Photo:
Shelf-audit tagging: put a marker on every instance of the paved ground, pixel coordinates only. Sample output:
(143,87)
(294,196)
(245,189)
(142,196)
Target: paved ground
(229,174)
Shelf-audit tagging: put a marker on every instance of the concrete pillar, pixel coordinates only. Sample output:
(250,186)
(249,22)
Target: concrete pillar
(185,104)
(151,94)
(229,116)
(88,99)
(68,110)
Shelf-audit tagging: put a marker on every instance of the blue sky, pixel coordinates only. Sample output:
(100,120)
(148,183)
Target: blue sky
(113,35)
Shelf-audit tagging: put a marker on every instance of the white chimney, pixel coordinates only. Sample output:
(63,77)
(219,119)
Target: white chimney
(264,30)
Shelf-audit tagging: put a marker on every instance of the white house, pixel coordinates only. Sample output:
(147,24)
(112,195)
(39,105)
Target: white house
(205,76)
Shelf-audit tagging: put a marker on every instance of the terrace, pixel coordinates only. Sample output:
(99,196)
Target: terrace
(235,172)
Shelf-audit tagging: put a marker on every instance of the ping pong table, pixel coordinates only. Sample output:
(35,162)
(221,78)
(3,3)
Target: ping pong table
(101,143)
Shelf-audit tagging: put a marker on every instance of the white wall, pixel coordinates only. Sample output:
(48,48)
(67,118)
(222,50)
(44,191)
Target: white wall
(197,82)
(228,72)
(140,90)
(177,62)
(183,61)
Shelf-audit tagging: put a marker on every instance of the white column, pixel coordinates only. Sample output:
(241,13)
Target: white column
------
**WHAT IS NEEDED:**
Can you rewrite all the lines above as a Markdown table with a "Row" column for the row number and a "Line" column for the line, leaving out any blank lines?

**OUTPUT OF THE EXERCISE:**
| Row | Line |
|---|---|
| 1 | Photo: |
| 2 | Shelf-audit tagging: put a marker on every instance of the paved ground, pixel coordinates only. Sample output: |
| 3 | (143,87) |
| 4 | (294,196) |
| 5 | (245,189) |
| 6 | (142,196) |
| 7 | Target: paved ground |
| 8 | (229,174) |
| 9 | Shelf-audit tagging: put a marker on every instance of the concrete pillar, pixel coordinates only. Sample output: |
| 10 | (250,186) |
| 11 | (249,22) |
| 12 | Target: concrete pillar |
| 13 | (185,104) |
| 14 | (151,94) |
| 15 | (229,116) |
| 16 | (88,99) |
| 17 | (68,110) |
| 18 | Shelf-audit tagging: put a marker on every instance of the blue sky, pixel coordinates only. Sample output: |
| 19 | (100,120) |
| 20 | (148,183) |
| 21 | Target: blue sky |
| 22 | (113,35) |
| 23 | Shelf-audit tagging: put a marker on every instance of the white chimney, pixel coordinates only. Sample output: |
| 24 | (63,77) |
| 25 | (219,119) |
| 26 | Target: white chimney |
| 27 | (264,30) |
| 28 | Shelf-audit tagging: put a marker on every instance of the white house, pixel coordinates only. Sample output: |
| 29 | (147,24) |
| 30 | (112,195) |
| 31 | (39,105) |
| 32 | Target: white house |
| 33 | (205,76) |
| 34 | Shelf-audit tagging: put a marker on every instance of the terrace, pixel coordinates only. Sample output: |
| 35 | (99,196) |
| 36 | Target: terrace |
| 37 | (235,172) |
| 38 | Shelf-audit tagging: put a marker on every instance of the ping pong table, pixel coordinates only. Sample output: |
| 39 | (35,162) |
| 40 | (221,78) |
| 41 | (3,3) |
| 42 | Target: ping pong table |
| 43 | (101,143) |
| 44 | Shelf-audit tagging: put a marker on every instance of the white wall, pixel coordinates only. Sample output: |
| 45 | (48,48) |
| 46 | (67,118) |
| 47 | (222,50) |
| 48 | (44,191) |
| 49 | Target: white wall |
| 50 | (197,82) |
| 51 | (228,72) |
| 52 | (140,90) |
| 53 | (177,62) |
| 54 | (183,61) |
| 55 | Shelf-audit tagging: put a marker on every instance of the white column, pixel coordinates only. Sample output: |
| 56 | (241,13) |
| 57 | Target: white column |